● **Materials provided**
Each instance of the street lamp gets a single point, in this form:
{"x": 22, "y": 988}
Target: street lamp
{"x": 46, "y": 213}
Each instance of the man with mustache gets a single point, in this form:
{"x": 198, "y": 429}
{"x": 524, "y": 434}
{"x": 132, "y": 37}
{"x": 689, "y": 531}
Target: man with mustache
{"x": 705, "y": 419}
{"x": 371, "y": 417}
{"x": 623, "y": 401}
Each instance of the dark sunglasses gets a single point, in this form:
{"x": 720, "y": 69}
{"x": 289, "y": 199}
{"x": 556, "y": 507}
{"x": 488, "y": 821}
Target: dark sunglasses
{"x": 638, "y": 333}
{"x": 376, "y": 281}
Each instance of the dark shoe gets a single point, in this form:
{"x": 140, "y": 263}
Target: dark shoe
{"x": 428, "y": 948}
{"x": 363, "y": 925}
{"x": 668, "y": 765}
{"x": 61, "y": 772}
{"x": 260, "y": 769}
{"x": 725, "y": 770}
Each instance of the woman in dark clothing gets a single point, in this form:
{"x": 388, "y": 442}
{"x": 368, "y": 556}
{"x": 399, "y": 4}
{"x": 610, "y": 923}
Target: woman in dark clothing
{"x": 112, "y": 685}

● **Your instructions**
Please lay out every line of the records above as a Markdown table with the columns Row and Line, numbering each row and leaving out blank lines.

● **The solution**
| Row | Line |
|---|---|
| 1 | Each instance of the street lamp gets a single point, in this form: |
| 2 | {"x": 22, "y": 988} |
| 3 | Target: street lamp |
| 4 | {"x": 46, "y": 213} |
| 5 | Each instance of the man with mustache gets a single point, in this form: |
| 6 | {"x": 198, "y": 429} |
| 7 | {"x": 524, "y": 434} |
| 8 | {"x": 132, "y": 37} |
| 9 | {"x": 689, "y": 531} |
| 10 | Target: man with mustache |
| 11 | {"x": 705, "y": 419} |
| 12 | {"x": 371, "y": 417} |
| 13 | {"x": 623, "y": 401} |
| 14 | Each instance of the dark sunglasses gets a single point, in this form: |
| 15 | {"x": 720, "y": 69} |
| 16 | {"x": 289, "y": 199} |
| 17 | {"x": 556, "y": 507} |
| 18 | {"x": 488, "y": 821} |
| 19 | Target: dark sunglasses |
| 20 | {"x": 638, "y": 333} |
| 21 | {"x": 376, "y": 281} |
| 22 | Each instance of the dark shoe gets a single point, in this form: |
| 23 | {"x": 140, "y": 263} |
| 24 | Target: dark shoe |
| 25 | {"x": 428, "y": 948} |
| 26 | {"x": 363, "y": 925} |
| 27 | {"x": 668, "y": 765} |
| 28 | {"x": 61, "y": 772} |
| 29 | {"x": 260, "y": 769} |
| 30 | {"x": 725, "y": 770} |
| 31 | Each instance of the woman in dark clothing gets a single point, in this form: |
| 32 | {"x": 388, "y": 442} |
| 33 | {"x": 368, "y": 556} |
| 34 | {"x": 399, "y": 4} |
| 35 | {"x": 610, "y": 923} |
| 36 | Target: woman in dark clothing |
| 37 | {"x": 112, "y": 685} |